→ Task instructions
From the line with "Could you point at the white cloud" through the final line, please write out the listing exactly, including both of those lines.

→ Records for processing

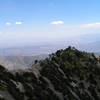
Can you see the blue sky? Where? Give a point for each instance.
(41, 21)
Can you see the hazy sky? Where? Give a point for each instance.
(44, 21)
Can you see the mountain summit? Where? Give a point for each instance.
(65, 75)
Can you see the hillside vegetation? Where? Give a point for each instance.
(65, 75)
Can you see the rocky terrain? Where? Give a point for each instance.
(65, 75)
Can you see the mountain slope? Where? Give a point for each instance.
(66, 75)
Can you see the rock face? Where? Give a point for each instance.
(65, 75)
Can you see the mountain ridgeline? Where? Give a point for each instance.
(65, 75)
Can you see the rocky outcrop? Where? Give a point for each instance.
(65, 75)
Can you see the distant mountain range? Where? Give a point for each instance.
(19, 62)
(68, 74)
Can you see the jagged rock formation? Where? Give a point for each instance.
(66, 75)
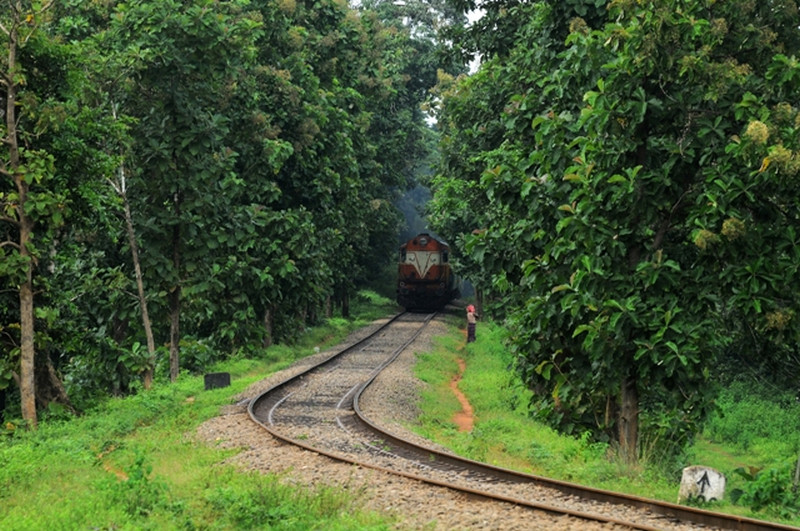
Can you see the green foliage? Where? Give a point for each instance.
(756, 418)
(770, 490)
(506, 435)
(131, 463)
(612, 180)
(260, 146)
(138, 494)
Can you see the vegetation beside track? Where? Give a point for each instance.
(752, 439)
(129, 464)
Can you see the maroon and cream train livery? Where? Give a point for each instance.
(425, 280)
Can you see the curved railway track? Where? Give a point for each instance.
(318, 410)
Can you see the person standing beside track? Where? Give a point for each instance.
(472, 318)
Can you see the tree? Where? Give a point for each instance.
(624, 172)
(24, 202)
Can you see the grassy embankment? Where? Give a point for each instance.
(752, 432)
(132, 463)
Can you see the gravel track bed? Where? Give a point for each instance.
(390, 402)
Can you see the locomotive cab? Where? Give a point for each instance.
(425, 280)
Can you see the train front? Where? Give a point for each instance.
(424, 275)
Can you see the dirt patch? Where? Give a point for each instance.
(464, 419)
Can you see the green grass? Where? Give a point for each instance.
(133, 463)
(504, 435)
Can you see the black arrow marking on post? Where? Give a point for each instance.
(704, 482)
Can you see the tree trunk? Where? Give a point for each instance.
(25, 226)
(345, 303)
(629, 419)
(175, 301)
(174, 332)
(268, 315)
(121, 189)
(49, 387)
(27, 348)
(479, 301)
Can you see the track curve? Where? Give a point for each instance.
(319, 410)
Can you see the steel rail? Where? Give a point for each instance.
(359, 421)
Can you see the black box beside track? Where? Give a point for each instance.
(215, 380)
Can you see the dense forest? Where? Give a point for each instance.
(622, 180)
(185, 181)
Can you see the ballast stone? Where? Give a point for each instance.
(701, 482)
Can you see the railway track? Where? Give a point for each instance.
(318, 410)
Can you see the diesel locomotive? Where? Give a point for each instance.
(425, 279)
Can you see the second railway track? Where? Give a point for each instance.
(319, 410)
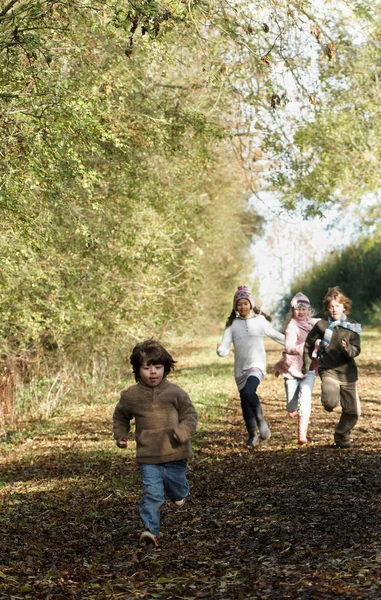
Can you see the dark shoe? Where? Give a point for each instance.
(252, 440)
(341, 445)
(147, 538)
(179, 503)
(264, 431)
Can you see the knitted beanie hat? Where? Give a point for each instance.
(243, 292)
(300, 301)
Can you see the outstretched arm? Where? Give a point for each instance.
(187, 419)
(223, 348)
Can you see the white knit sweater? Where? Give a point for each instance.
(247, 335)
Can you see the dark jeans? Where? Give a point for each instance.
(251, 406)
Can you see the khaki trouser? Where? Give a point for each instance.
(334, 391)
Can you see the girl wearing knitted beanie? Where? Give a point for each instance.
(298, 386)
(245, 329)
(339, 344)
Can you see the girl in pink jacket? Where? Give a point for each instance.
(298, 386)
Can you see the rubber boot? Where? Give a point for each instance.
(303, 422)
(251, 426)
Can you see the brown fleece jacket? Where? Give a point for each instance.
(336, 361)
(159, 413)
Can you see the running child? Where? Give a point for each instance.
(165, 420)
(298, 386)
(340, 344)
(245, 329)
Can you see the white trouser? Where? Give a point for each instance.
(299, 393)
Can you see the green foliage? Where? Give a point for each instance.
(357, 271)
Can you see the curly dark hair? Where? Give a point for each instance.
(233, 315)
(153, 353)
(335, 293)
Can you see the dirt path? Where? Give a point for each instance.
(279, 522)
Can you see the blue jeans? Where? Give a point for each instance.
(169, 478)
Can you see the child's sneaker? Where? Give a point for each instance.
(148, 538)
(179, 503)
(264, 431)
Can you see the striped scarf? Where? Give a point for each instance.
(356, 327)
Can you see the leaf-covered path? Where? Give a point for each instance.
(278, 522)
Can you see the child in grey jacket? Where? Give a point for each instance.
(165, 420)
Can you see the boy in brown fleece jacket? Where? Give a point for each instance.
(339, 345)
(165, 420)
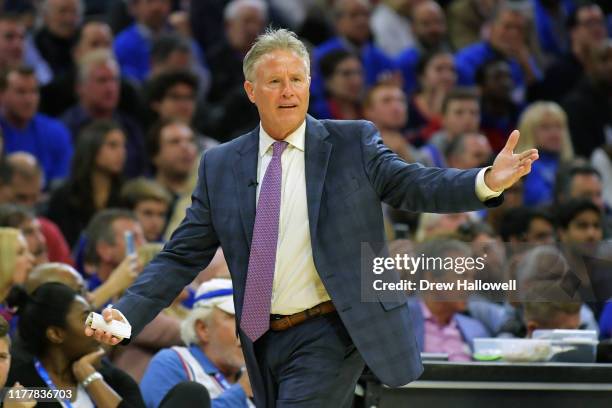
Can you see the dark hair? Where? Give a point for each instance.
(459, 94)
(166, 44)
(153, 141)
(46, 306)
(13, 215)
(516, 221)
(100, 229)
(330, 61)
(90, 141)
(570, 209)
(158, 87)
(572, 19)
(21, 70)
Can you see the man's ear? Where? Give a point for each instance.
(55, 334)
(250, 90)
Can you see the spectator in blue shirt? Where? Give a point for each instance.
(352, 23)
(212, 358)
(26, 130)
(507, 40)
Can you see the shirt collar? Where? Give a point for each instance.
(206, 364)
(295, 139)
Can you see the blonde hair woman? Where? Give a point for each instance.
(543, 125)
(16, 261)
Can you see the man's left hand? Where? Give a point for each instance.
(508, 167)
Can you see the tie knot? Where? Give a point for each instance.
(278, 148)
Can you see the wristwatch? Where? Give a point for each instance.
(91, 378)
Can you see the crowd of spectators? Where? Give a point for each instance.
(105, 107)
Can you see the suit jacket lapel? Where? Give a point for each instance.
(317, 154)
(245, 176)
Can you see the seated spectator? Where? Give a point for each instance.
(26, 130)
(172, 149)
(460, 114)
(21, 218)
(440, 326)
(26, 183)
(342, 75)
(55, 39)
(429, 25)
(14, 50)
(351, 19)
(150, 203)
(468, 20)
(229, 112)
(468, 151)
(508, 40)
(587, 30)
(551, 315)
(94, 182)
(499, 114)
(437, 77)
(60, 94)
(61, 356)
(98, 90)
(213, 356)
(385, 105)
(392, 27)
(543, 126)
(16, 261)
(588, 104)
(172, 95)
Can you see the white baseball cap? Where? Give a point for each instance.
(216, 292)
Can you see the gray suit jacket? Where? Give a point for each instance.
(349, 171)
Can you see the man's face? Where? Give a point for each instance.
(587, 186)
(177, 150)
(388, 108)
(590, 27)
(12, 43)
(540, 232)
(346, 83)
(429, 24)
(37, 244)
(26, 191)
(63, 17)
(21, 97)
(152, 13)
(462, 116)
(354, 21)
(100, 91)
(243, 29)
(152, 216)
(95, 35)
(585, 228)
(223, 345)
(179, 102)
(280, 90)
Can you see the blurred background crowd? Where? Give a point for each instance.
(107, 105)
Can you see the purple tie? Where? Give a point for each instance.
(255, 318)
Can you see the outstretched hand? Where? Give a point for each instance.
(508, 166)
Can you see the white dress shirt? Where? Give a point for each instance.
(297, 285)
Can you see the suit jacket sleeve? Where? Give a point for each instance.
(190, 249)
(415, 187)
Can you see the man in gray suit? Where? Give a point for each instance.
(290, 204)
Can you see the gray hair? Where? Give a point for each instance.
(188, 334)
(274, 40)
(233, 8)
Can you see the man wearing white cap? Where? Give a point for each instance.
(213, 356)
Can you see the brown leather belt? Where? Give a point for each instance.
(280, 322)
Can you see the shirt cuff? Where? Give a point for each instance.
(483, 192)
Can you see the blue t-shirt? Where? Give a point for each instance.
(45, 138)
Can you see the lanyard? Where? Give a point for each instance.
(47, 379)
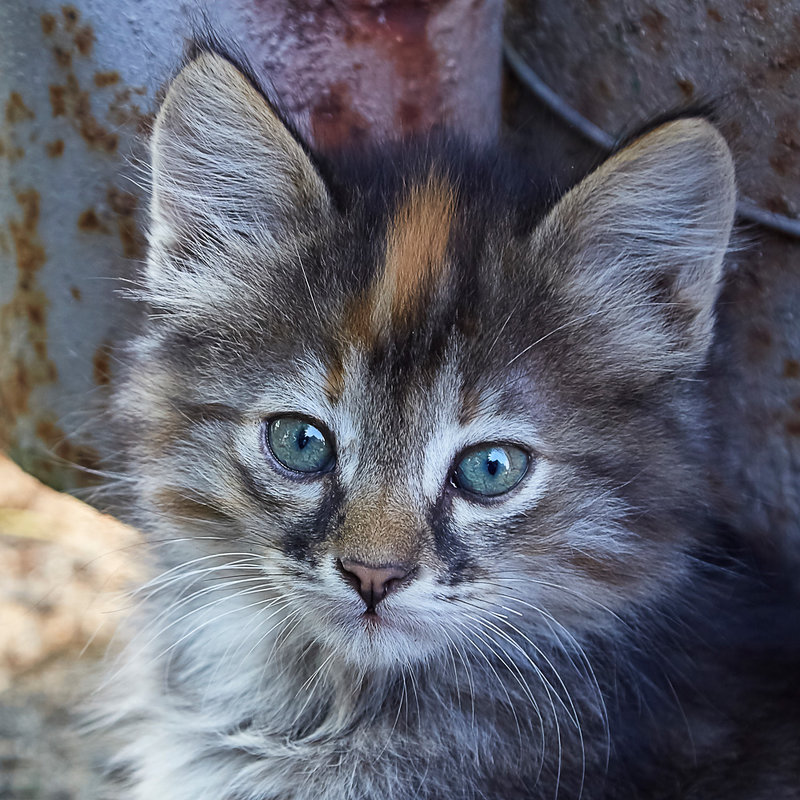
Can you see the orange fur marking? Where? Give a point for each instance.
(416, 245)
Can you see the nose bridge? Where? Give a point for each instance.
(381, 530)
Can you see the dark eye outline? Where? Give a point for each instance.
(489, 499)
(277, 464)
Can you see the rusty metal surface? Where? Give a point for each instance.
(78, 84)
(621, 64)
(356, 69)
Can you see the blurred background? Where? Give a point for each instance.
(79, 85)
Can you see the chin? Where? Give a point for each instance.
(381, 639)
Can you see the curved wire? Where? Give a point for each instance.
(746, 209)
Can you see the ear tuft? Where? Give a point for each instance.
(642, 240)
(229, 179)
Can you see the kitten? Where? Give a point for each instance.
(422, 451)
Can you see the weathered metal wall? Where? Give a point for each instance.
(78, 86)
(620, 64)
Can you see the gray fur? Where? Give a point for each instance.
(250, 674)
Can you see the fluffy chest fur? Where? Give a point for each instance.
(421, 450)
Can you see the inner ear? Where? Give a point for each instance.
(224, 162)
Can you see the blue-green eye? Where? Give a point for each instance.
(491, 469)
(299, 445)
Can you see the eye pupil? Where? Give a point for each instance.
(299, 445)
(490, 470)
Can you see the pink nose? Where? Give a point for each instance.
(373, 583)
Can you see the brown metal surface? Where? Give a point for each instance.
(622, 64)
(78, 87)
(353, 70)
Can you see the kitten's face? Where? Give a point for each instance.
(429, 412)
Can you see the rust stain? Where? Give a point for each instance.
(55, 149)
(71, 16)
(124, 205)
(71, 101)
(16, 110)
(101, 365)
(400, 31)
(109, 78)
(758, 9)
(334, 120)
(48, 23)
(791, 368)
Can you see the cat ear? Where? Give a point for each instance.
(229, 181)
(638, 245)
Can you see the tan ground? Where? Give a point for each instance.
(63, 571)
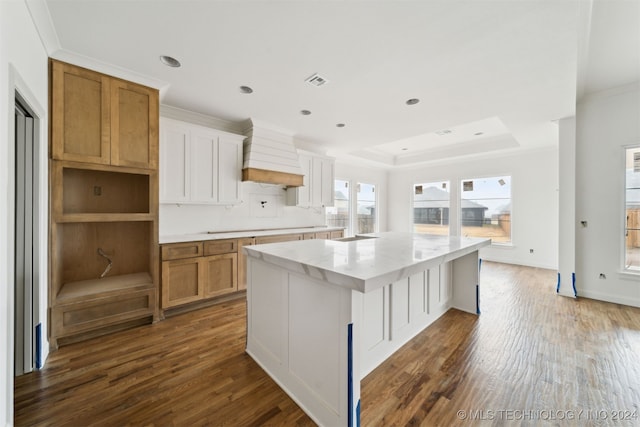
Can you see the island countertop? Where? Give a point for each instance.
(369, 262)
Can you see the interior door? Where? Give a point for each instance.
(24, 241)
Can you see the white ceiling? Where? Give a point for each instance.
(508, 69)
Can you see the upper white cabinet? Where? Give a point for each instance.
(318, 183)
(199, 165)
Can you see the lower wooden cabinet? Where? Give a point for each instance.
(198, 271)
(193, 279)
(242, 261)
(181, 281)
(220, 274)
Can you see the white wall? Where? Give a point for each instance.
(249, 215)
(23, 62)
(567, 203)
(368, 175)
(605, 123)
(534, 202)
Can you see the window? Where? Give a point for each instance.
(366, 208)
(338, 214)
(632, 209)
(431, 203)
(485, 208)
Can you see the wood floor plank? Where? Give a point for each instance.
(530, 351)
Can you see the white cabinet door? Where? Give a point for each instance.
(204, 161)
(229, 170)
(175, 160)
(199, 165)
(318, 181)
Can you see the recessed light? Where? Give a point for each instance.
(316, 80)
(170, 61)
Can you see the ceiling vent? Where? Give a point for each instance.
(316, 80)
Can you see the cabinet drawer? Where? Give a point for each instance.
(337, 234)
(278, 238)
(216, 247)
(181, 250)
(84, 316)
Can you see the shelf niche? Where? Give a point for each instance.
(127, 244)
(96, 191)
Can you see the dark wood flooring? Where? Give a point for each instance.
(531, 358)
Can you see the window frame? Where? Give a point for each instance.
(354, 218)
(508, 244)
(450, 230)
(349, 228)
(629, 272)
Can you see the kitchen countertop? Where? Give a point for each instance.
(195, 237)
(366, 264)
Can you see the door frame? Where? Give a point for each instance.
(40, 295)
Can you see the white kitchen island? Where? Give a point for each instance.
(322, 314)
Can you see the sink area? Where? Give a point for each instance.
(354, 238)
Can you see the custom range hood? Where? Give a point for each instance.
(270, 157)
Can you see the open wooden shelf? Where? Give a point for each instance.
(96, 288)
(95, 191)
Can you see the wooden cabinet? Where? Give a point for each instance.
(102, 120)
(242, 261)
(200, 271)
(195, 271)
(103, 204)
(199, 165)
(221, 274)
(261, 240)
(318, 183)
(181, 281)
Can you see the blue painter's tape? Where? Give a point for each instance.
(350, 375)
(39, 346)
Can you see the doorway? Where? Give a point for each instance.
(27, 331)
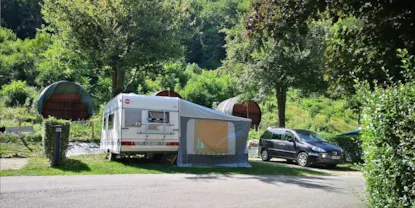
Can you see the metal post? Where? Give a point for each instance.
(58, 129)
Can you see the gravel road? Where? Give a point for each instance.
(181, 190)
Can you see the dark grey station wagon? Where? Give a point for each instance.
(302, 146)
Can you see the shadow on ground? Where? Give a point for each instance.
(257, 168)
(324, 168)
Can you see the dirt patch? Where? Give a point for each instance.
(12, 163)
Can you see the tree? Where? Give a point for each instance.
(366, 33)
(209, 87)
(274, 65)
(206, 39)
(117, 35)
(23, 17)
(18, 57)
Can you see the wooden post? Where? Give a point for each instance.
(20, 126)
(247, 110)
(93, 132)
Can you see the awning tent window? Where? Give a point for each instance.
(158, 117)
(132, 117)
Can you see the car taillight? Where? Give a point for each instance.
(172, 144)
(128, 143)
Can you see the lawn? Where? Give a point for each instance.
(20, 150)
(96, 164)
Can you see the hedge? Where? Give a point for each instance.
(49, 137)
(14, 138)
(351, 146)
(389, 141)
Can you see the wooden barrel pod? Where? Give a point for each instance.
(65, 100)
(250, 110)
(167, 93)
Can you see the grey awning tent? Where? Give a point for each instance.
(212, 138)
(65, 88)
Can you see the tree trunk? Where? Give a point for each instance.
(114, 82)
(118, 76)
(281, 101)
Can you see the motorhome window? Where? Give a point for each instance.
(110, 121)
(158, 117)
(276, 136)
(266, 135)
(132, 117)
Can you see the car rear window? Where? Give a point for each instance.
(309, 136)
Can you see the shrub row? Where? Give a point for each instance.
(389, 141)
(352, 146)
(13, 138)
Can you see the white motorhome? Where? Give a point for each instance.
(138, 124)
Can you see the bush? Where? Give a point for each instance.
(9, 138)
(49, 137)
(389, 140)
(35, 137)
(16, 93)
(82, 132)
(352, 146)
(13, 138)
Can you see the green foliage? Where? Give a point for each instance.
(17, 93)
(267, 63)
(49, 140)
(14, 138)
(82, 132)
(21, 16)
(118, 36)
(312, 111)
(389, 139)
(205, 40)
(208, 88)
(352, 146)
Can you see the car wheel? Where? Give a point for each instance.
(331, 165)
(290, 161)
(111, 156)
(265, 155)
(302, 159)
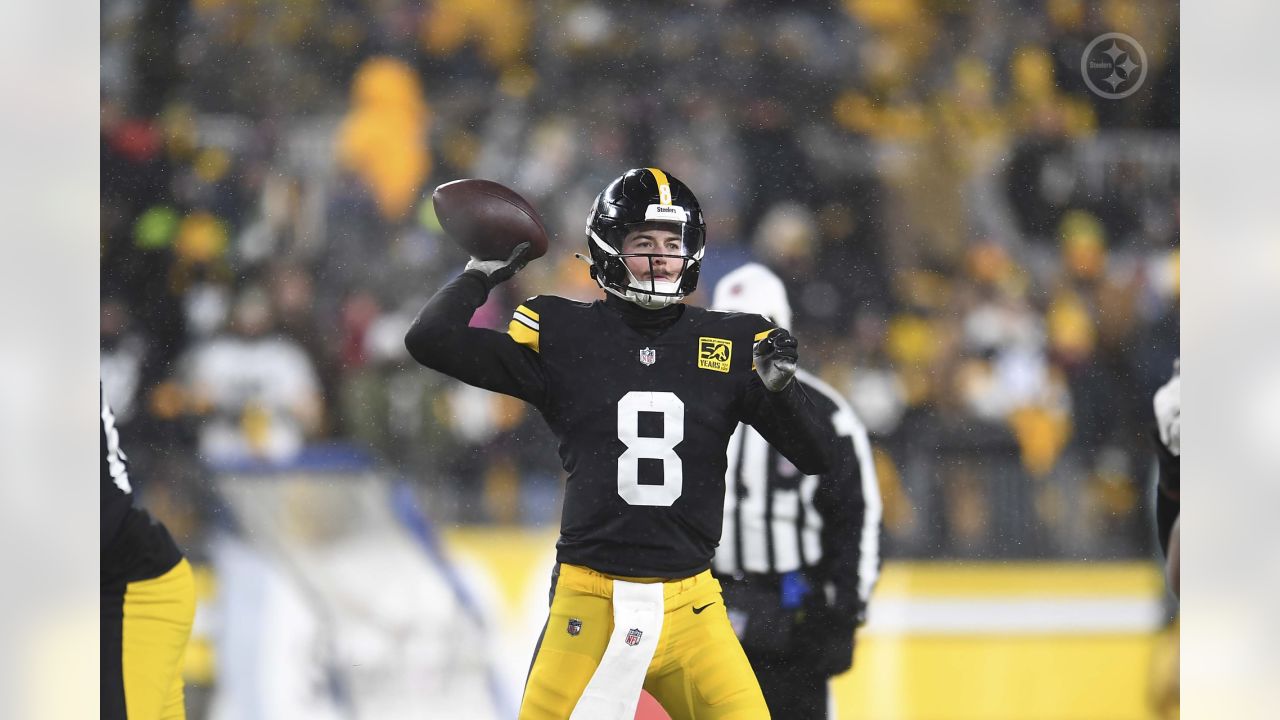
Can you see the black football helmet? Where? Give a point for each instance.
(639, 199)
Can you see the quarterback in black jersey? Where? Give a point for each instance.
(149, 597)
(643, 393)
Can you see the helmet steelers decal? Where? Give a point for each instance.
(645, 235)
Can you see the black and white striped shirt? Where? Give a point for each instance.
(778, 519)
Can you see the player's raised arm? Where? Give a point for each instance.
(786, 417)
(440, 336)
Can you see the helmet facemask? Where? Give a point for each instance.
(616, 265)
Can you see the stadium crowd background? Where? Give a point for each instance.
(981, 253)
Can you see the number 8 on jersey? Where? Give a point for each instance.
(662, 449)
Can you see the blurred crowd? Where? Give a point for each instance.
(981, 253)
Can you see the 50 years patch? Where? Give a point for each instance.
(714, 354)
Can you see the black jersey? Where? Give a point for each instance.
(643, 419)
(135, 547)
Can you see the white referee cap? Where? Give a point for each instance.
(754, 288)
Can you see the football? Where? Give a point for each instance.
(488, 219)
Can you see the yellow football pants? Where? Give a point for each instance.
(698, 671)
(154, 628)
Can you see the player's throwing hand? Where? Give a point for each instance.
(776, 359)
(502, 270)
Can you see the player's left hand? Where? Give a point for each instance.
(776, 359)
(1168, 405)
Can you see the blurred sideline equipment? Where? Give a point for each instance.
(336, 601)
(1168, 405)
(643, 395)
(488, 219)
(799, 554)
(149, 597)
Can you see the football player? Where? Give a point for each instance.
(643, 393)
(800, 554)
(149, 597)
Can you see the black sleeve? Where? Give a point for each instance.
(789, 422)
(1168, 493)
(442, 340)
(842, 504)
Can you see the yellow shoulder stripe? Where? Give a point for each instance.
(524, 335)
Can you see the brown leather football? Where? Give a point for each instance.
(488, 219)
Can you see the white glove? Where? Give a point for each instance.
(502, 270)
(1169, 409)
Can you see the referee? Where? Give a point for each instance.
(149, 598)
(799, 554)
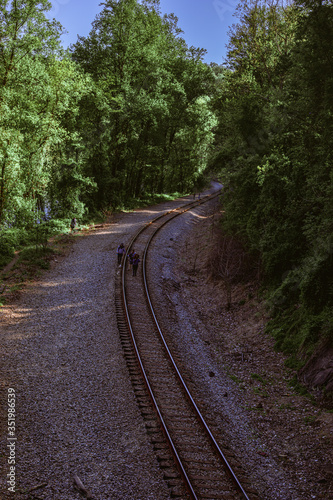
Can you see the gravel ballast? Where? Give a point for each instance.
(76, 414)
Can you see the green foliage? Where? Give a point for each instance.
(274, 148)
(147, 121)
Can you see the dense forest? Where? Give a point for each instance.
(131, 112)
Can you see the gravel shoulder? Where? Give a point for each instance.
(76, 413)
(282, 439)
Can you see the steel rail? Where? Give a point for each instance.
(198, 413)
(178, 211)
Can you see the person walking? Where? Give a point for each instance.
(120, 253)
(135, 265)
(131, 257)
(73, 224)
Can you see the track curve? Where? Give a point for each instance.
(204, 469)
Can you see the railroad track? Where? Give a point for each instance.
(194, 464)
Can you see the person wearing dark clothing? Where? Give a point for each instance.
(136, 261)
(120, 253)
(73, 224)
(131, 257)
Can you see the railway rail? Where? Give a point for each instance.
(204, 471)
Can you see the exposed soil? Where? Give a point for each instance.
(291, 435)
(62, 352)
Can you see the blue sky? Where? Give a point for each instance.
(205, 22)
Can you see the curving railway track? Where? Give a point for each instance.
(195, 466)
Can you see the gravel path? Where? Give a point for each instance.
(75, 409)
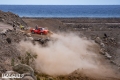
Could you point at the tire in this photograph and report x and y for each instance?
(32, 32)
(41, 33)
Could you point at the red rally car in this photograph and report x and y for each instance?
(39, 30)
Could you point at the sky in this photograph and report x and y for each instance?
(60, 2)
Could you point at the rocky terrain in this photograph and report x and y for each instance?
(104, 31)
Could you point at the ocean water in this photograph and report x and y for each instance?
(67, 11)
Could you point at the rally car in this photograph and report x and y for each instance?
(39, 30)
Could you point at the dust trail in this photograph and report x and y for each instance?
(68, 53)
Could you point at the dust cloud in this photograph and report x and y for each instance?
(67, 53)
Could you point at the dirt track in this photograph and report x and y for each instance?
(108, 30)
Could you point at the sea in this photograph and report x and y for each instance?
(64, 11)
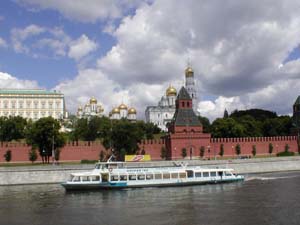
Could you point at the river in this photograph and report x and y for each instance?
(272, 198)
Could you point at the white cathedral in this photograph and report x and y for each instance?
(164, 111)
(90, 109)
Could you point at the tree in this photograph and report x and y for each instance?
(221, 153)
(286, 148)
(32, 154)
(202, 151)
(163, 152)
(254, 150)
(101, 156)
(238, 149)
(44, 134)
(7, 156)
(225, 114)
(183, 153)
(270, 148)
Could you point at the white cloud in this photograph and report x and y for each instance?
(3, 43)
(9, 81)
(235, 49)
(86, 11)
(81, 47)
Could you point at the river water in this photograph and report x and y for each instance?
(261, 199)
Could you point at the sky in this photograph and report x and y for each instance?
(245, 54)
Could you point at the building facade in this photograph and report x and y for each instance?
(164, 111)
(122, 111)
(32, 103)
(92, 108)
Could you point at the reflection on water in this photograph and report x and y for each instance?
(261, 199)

→ Exercise response
Could you point at the white cloud in this photograph and report x and y for each instance?
(3, 43)
(9, 81)
(235, 49)
(86, 11)
(81, 47)
Could you point at the river water in this photograph and report x and y for each instance?
(261, 199)
Could you point at the sky in this photograph and report x and y for each instance?
(245, 54)
Could you point at the building facade in this photograph and report x and y for each instance?
(164, 111)
(122, 111)
(32, 103)
(92, 108)
Could you point at the reflection on water in this photograph and report x and y for each instance?
(261, 199)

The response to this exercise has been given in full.